[Excerpts from location labeling data]
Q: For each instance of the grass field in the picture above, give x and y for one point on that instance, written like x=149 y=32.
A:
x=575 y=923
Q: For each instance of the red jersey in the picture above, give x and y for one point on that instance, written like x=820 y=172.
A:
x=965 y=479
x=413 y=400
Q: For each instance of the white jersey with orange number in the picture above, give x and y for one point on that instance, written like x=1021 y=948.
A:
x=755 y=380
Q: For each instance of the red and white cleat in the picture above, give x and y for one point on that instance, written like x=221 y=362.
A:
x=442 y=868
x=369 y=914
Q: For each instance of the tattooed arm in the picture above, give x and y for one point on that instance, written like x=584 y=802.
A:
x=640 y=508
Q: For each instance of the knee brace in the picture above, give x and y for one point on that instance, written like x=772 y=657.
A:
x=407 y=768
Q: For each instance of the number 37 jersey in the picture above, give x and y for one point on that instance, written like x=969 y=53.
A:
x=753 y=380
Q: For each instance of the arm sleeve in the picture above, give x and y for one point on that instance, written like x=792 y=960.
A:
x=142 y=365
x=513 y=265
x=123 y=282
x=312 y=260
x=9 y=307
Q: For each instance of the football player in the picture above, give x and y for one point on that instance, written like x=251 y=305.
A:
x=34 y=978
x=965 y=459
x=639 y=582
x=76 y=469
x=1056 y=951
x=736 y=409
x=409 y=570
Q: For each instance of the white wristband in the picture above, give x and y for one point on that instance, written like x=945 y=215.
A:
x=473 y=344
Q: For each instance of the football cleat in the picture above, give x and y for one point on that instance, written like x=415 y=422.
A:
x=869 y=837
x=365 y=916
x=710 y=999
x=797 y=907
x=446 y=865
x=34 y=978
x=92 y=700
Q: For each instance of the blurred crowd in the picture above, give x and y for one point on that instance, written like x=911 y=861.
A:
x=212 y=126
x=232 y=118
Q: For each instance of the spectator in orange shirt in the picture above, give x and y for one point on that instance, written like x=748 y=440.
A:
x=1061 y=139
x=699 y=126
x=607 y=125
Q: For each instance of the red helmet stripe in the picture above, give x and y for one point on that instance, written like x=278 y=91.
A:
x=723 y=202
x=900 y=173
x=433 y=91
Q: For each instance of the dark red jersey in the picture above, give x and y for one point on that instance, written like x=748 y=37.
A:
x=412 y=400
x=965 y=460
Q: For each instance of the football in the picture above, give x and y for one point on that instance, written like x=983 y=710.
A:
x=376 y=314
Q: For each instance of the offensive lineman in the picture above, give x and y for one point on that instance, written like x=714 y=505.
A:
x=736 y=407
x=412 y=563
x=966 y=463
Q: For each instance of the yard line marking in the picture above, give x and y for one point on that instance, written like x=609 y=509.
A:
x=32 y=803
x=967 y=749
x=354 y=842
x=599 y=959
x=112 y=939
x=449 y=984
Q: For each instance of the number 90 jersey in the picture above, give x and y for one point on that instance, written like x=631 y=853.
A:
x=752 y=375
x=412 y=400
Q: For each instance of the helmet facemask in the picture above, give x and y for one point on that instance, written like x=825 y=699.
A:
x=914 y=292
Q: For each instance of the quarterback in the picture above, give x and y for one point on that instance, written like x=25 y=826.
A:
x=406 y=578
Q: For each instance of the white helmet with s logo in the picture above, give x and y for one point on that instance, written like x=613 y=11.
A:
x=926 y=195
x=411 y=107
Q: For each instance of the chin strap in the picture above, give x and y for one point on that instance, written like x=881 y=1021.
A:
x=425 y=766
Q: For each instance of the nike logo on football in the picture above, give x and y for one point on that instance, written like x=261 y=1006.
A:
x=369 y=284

**What you need to do:**
Return, word for word, the stretch of the records above from their start through the line containing "x=575 y=923", including both ends.

**Response to this exercise:**
Q: For each instance of the grass field in the picture above, give x and y for one point on that instance, written like x=149 y=32.
A:
x=575 y=923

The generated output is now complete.